Only the lines containing the string "double" are needed; copy all of them from the listing.

::: Supplied entries

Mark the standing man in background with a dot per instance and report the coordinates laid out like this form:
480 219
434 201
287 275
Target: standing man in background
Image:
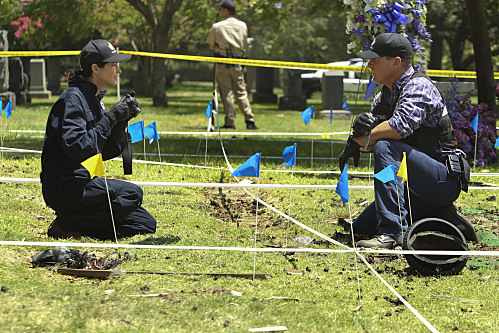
227 38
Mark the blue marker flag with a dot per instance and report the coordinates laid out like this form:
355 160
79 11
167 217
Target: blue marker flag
136 131
474 124
308 114
289 155
250 168
151 132
345 106
386 174
342 186
207 113
8 109
370 88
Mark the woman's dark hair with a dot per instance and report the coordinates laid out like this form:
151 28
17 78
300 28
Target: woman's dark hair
82 73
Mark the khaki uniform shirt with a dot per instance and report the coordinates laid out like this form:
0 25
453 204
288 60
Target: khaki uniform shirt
230 33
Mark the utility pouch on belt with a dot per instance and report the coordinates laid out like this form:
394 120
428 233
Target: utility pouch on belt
229 55
126 142
453 165
457 166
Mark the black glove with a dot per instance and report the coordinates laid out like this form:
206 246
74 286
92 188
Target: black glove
362 124
133 105
125 109
352 149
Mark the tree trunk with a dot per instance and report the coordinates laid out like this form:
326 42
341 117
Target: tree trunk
483 55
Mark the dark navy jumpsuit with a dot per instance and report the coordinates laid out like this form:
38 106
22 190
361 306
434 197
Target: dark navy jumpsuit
76 130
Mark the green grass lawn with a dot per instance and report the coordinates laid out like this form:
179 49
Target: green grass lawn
324 298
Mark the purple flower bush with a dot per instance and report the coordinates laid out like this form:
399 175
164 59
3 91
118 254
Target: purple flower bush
461 113
368 18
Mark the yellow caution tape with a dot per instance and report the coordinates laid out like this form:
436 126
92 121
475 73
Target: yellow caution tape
244 62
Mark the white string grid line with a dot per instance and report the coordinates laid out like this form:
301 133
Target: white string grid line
367 173
245 186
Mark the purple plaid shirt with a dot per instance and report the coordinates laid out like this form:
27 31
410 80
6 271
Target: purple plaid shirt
420 104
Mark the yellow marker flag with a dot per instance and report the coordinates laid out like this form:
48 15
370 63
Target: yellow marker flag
94 165
402 173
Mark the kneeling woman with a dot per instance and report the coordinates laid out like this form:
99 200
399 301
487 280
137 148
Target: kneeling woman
78 128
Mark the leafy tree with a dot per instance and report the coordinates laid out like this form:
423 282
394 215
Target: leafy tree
53 25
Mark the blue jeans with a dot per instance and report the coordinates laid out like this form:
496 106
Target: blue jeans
430 188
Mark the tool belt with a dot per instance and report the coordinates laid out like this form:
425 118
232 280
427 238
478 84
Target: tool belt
457 166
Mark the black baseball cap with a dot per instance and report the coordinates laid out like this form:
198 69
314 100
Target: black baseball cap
98 50
230 5
388 45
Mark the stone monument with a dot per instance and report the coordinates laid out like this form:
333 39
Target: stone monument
264 86
293 100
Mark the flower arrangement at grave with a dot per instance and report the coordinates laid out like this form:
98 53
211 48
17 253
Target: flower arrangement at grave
461 113
368 18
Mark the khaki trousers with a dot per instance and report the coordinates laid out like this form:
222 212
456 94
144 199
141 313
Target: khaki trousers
231 82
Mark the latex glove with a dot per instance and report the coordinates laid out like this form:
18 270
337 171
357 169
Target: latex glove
352 149
133 105
362 124
119 112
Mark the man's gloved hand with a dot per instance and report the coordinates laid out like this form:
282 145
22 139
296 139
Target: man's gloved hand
362 124
352 149
133 105
125 109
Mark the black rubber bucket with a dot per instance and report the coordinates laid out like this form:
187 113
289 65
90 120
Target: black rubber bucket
435 234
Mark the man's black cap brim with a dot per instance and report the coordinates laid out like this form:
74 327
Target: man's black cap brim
118 58
368 55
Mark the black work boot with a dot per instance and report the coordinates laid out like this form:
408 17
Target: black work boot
379 242
251 125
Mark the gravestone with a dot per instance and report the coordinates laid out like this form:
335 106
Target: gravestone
18 81
293 100
264 86
38 82
332 90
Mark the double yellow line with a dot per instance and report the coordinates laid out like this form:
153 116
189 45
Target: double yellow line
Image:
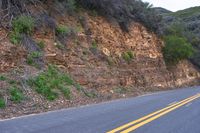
131 126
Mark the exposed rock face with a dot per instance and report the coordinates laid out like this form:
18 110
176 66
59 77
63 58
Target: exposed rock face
104 68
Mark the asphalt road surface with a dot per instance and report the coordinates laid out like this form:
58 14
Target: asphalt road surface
176 111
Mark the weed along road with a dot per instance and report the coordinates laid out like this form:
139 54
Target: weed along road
176 111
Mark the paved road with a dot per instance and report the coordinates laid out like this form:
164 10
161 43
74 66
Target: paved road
164 112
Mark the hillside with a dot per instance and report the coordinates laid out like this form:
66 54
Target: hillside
190 18
65 55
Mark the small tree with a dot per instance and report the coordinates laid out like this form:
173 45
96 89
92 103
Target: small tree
176 49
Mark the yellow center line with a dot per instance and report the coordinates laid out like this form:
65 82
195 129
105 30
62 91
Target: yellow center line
147 116
157 116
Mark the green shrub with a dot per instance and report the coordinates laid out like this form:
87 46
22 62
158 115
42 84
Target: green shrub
2 78
23 24
15 37
50 82
16 95
2 103
62 30
128 56
32 56
176 49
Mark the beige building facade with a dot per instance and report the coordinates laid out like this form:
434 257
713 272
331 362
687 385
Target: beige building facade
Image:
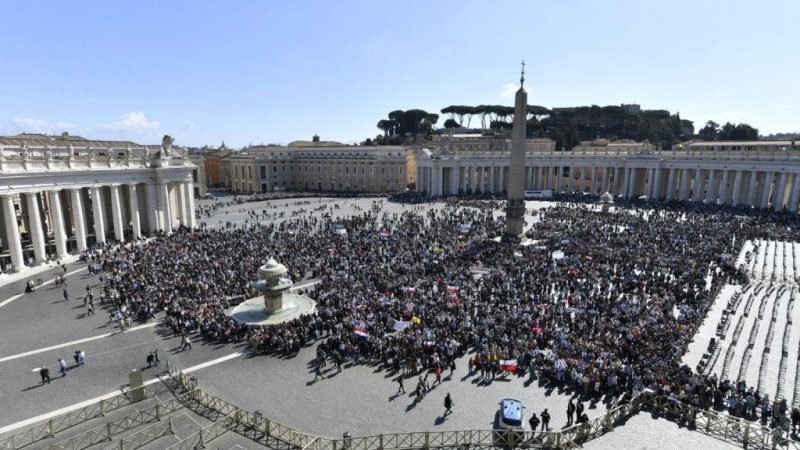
768 178
323 167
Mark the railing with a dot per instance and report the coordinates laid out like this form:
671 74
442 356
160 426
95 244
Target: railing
145 436
204 436
113 428
721 426
53 426
725 427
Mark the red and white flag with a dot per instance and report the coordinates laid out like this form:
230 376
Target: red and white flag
508 365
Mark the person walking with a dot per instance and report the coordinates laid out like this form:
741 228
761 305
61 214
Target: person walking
534 422
44 372
545 420
187 343
570 411
318 373
448 404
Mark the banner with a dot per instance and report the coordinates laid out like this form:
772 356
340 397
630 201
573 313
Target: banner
508 365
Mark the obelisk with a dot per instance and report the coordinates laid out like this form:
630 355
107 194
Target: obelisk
515 208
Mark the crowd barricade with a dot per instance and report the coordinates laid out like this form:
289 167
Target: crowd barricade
52 427
722 426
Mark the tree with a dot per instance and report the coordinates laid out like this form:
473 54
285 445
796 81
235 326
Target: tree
738 132
386 126
710 132
451 123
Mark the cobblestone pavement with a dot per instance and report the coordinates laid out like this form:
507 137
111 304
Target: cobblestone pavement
643 432
360 400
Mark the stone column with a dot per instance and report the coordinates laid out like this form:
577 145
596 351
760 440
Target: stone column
153 216
671 184
12 233
191 220
723 188
780 192
697 189
78 221
57 214
571 180
136 221
766 190
527 178
116 214
751 189
626 181
97 213
165 206
633 187
656 192
711 186
794 197
683 191
737 188
35 224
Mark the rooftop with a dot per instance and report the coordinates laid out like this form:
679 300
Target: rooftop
43 140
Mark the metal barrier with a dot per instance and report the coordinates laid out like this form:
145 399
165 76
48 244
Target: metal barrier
719 425
725 427
64 422
144 437
113 428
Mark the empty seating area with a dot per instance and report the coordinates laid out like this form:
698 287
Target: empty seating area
756 339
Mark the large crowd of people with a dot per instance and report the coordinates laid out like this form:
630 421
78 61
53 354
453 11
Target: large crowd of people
601 303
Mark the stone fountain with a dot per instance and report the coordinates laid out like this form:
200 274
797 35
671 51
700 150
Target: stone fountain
277 303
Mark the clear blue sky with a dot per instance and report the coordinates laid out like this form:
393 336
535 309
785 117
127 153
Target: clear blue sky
256 71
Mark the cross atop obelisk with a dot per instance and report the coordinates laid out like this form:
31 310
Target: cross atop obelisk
515 208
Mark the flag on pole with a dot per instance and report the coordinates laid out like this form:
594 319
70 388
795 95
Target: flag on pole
508 365
361 333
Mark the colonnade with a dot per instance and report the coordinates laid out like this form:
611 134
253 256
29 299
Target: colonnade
58 220
761 185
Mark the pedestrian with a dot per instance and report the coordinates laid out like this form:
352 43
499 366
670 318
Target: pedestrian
570 411
448 404
545 420
534 422
318 373
187 343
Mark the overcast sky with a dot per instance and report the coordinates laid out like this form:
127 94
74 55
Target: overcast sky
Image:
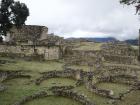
84 18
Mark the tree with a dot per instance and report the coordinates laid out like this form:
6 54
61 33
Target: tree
136 3
12 13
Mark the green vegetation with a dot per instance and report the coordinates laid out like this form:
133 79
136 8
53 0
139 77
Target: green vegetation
86 46
19 88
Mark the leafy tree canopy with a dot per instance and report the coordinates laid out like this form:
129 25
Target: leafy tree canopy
12 13
136 3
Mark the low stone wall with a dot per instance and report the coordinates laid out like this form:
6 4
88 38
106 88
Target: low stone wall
74 74
101 92
74 95
26 99
2 88
61 88
121 59
6 75
48 53
125 79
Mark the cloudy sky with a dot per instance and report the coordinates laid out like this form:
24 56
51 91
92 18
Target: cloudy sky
84 18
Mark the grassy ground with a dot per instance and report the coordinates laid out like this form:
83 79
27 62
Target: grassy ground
86 46
18 88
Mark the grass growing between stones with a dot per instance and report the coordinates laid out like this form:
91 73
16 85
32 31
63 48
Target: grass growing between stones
19 88
58 82
115 87
33 66
53 100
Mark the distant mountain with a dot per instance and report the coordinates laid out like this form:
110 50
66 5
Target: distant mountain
132 41
108 39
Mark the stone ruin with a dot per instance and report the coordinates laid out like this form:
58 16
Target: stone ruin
30 41
119 53
26 99
7 75
2 88
119 73
74 95
73 74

::::::

**Task output**
Mark the double yellow line with a dot per instance and report the coordinates laid out like this form:
Target: double yellow line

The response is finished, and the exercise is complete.